> [PASSAGE SHOWN]:
○ ○ ○ ○
Tuesday, June 21, 2011

Rants

I am lacking some because things hasn't been going the way I would want it to be. I feel it's so much easier to type than to express myself in person. I think it's a big problem. Lately, I feel like I haven't been as productive as I should be. I have no clue why but I am just feeling soo bleh. I mean it's life. All I've been doing lately is working 7 days a week non-stop. This week is I am off for about four days because it's been slow but it makes me feel like that is not the reason. I feel like there's so much more behind it.

I've been thinking a lot lately and how I can approach things differently because once things are set it's gonna marked. Right now, I am just trying to mend stuff that I broke or made a dent.

Blah, I have no clue what I even want to say.

Sunday, May 1, 2011

Obligated?

I am not obligated to do my job, if I don't want to. Stop making me feel like I am "obligated" to do this because of this or that. I have a choice. I am old enough to make my own choices, tyvm so please stop making it seem like I have to confirm things with my mom. Just because I am still living with them doesn't mean I don't put out for them. If you only see or hear one side of the story, please do not assume. The last thing I need it for you to assume this or that. Please know I am not OBLIGATED to do this job.

The only thing holding me back is "guilt." I will give it another month, if this keeps stressing me out I will put an end to it. It will benefit me in many ways, probably not for you because at this point I really dont know. I put up with you enough, so I dont care what you say anymore. I kindly asked for help, but you didn't bother to help me. When I dont need help, you'll come asking me if I do? What is the point? Are you trying to make me feel stupid? I know what is right or wrong. It would be nice if you know there is a wall between us.

I don't feel the need to answer you, if I dont have to.

Enough of this vent, continue another day.

Tuesday, April 5, 2011

Updates.

Yes, where are they? I kinda forgot about this blog for a bit. I remember how I used to get on here just to read people's updates and stuff. Now, I feel like I've abandoned you. I am sorry, I am coming back to this blog-o world soon.

There's a lot in my mind, life, and etc. Also, there's a lot I want to say but it'll take time to decide what is first and what is not. Meanwhile, I promise I would update you more. I know I've said this a lot, but looking back and thinking how fast time flew. The only way to capture and remember all the times and things is to blog about it.
○ ○ ○ ○
> [THE PROBLEM]: In the blog posts above, how many days a week does the writer say they have been working lately?

> [SOURCE EXCERPT]:
○ ○ ○ ○
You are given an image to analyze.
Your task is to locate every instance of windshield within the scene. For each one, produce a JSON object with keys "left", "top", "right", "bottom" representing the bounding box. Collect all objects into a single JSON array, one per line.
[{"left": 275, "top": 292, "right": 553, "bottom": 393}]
○ ○ ○ ○
> [ANSWER TO THIS EXERCISE]: Seven days a week, non-stop.